REQUIRED WORK -> What is needed is an exact copy of the entries below, from the line that contains "One point belongs on each instance of the folded" through the final line, both included, and nothing else.

SUPPLIED RECORDS ->
* * * *
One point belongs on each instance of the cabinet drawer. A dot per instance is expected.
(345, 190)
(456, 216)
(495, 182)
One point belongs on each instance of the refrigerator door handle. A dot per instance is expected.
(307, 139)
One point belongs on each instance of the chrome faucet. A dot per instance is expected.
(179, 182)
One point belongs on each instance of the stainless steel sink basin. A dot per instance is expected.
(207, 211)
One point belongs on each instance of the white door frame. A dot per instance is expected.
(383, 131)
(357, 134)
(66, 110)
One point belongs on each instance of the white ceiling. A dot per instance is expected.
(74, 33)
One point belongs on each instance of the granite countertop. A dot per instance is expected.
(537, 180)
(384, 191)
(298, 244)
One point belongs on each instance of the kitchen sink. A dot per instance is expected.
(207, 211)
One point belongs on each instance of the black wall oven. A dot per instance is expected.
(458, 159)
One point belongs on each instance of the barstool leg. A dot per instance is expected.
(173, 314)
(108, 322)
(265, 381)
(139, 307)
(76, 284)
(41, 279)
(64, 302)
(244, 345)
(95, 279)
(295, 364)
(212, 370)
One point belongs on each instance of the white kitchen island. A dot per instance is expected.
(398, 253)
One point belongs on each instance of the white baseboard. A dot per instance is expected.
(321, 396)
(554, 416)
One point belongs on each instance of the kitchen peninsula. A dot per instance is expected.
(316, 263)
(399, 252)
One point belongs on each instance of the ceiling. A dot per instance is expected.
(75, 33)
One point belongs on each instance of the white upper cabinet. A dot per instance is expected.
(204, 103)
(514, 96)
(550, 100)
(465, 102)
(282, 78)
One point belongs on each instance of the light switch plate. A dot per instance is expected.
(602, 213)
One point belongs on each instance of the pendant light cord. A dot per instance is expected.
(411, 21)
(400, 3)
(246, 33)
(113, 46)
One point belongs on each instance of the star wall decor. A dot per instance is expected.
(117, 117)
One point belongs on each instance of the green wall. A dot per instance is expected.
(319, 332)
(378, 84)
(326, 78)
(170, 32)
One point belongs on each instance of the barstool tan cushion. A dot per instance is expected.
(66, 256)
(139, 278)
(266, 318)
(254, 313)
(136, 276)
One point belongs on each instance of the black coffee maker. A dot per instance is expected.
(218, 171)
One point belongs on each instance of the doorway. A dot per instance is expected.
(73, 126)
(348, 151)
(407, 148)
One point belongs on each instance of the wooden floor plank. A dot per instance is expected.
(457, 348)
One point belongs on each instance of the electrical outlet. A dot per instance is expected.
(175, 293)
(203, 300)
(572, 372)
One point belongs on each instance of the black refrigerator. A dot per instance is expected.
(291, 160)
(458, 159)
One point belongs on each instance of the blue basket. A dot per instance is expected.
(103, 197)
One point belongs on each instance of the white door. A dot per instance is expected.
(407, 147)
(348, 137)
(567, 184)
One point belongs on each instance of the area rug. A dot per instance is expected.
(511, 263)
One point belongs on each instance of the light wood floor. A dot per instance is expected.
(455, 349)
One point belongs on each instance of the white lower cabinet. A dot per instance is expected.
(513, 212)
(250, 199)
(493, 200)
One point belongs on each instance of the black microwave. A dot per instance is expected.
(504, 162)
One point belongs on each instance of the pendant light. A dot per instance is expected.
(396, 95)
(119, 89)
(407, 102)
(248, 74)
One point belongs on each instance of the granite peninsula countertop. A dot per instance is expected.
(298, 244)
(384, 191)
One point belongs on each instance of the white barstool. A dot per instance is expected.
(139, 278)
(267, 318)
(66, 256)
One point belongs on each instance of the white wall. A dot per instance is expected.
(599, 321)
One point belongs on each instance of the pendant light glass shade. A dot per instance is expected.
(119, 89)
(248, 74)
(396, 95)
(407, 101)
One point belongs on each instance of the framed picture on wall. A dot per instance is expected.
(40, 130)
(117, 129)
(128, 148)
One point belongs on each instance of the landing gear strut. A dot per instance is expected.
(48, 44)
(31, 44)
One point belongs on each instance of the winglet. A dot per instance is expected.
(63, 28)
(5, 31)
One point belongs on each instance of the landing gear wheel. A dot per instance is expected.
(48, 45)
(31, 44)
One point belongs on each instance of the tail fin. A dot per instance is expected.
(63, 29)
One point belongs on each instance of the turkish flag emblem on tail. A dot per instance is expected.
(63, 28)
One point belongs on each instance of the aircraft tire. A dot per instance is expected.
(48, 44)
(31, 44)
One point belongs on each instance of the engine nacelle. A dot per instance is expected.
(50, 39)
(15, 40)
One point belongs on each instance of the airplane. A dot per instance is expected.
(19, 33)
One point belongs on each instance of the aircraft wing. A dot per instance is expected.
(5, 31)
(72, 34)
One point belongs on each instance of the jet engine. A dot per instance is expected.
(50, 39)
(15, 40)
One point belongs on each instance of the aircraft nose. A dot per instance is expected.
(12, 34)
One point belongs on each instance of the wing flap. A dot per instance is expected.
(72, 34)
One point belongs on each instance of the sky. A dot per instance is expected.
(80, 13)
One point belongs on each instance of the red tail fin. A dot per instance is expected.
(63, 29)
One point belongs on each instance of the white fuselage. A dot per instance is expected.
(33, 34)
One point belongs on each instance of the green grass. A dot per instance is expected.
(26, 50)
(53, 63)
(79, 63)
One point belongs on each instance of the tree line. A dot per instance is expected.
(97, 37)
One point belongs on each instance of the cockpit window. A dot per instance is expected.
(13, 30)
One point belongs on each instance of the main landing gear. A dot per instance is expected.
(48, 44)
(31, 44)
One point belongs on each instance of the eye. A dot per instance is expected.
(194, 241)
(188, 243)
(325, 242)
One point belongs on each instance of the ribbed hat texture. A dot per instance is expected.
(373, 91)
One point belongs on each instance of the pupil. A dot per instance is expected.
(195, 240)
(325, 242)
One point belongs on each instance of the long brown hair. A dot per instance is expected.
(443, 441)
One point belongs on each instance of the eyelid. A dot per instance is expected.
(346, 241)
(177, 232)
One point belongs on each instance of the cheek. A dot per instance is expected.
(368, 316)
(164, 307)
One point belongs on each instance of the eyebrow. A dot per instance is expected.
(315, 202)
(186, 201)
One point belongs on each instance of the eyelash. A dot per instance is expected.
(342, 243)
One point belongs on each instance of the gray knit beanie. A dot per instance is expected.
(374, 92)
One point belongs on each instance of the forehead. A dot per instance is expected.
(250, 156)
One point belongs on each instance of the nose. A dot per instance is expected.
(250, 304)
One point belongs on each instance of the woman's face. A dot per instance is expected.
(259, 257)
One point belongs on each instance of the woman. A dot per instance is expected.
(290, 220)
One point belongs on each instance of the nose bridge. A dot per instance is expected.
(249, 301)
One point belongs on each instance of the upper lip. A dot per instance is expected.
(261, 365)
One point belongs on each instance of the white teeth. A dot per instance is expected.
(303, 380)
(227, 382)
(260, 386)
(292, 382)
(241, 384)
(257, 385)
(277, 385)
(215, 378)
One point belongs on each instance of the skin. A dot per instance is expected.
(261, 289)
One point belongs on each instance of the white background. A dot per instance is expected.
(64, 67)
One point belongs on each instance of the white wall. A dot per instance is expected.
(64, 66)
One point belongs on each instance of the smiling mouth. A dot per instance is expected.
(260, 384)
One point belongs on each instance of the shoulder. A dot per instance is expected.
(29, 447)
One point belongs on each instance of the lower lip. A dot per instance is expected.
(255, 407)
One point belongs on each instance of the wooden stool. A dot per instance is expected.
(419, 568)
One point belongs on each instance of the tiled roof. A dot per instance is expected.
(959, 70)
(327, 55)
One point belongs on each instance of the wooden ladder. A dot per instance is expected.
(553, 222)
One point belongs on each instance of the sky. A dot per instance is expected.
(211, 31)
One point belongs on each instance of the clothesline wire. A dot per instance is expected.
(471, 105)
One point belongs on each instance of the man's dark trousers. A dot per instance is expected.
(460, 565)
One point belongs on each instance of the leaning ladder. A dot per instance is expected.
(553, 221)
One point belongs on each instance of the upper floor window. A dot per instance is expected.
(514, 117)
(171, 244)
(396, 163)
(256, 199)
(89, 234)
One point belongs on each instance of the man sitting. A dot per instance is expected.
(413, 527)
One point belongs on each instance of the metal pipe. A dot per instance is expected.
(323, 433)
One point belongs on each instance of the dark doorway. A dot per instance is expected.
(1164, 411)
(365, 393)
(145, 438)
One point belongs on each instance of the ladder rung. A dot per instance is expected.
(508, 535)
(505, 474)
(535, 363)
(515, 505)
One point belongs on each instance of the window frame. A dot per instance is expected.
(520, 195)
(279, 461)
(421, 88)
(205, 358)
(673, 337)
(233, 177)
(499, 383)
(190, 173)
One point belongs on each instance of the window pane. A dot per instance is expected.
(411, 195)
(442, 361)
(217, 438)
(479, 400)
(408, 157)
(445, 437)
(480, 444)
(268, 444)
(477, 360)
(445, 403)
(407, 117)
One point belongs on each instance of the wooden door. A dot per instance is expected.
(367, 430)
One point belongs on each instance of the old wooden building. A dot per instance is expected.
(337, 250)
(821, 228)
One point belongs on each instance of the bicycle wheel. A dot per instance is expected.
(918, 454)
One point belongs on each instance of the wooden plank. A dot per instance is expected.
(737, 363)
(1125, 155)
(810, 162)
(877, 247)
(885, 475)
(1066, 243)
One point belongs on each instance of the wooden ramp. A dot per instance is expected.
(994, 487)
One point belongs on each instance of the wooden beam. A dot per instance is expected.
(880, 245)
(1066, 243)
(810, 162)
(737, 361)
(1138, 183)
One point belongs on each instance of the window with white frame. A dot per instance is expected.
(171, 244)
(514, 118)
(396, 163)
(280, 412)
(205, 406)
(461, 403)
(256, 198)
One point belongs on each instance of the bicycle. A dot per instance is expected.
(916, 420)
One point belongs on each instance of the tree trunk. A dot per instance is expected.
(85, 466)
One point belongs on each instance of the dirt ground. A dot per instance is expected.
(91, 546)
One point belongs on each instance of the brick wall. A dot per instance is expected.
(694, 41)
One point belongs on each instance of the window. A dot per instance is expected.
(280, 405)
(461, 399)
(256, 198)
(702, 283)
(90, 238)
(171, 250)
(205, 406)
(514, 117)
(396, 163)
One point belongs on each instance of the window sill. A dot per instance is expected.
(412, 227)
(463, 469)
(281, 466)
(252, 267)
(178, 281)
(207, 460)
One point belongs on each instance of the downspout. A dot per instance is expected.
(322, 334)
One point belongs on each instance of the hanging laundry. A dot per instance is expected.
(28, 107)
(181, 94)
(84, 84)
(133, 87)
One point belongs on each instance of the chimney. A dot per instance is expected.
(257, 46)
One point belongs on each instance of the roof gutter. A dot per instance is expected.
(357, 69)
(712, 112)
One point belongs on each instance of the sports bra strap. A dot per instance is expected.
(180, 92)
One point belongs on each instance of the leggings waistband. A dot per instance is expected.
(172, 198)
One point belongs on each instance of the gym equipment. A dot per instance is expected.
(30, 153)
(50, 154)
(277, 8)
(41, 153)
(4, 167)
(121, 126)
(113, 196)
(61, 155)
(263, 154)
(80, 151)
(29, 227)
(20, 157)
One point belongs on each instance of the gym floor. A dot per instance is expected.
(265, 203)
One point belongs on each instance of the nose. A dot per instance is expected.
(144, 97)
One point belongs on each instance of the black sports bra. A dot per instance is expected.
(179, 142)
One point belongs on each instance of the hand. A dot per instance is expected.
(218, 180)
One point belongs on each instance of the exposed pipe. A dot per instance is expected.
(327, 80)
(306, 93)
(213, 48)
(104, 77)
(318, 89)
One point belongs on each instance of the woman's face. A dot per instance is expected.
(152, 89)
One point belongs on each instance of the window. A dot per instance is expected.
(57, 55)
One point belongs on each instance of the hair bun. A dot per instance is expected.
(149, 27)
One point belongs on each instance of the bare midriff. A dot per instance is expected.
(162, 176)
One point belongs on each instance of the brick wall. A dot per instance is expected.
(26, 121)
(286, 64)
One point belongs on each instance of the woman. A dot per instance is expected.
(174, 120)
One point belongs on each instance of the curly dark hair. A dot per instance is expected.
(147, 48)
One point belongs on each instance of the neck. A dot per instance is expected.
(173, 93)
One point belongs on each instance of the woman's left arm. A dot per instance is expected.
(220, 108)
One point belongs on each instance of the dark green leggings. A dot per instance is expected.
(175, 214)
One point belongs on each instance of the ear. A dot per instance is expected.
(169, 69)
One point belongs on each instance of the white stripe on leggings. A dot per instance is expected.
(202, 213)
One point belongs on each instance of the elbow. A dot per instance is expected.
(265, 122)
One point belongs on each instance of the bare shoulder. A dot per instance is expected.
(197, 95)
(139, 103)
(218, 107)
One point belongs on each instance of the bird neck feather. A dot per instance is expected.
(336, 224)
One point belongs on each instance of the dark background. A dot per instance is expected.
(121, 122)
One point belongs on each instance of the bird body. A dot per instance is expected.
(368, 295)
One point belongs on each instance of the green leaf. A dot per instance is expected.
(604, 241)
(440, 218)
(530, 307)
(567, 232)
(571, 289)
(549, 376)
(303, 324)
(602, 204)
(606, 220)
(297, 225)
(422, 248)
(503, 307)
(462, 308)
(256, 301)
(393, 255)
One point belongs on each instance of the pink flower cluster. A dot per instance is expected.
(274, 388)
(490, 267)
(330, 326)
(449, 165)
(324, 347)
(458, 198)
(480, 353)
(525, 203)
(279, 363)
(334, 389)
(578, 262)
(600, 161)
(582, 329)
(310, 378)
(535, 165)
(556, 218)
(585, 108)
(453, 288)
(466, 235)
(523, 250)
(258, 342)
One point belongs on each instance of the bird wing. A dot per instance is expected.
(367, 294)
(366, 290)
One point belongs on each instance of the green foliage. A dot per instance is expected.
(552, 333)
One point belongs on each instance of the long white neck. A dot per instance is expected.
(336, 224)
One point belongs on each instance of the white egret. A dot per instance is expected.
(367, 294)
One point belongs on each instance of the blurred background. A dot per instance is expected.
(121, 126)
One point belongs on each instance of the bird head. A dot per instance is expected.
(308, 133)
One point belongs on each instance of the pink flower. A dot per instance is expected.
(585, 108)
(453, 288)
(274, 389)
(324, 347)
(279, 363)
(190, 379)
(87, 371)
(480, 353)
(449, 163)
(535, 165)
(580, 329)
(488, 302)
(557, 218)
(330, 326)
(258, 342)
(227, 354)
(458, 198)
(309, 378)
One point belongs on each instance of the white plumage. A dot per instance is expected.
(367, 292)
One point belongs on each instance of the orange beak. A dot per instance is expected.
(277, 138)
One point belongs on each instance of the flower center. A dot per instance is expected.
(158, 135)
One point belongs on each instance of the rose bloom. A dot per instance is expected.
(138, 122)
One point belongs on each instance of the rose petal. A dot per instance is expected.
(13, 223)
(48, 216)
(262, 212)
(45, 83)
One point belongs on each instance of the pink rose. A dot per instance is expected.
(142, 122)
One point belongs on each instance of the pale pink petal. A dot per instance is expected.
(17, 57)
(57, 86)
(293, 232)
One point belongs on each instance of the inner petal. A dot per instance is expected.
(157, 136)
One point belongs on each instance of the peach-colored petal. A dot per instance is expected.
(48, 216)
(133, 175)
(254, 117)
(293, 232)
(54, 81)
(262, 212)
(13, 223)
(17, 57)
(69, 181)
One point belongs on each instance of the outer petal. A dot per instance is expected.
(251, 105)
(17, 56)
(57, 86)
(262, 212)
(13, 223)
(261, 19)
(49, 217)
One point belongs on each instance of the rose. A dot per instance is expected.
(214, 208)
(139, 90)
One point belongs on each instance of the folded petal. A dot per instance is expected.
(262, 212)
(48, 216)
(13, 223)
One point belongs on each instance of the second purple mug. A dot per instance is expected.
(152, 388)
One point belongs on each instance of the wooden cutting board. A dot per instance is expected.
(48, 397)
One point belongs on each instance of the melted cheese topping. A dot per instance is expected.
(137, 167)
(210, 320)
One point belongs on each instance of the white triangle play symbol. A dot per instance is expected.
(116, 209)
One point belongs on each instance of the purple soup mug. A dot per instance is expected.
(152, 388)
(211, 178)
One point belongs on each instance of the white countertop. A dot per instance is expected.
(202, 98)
* * * *
ANSWER TO THE EXERCISE ->
One point belongs on each instance of the folded petal. A dot per instance is expected.
(262, 212)
(48, 216)
(13, 223)
One point belongs on each instance of the second purple mug. A dot per instance is expected.
(152, 388)
One point belongs on each instance of the wooden cutting board. A dot per instance is expected.
(48, 397)
One point belongs on each instance of the melted cheese topping. A dot per instance is expected.
(137, 167)
(210, 320)
One point belongs on each instance of the white triangle play symbol. A dot per instance is expected.
(116, 209)
One point belongs on each instance of the purple soup mug. A dot per instance is expected.
(152, 388)
(211, 178)
One point belongs on each instance of the white countertop. A dot per instance is expected.
(202, 98)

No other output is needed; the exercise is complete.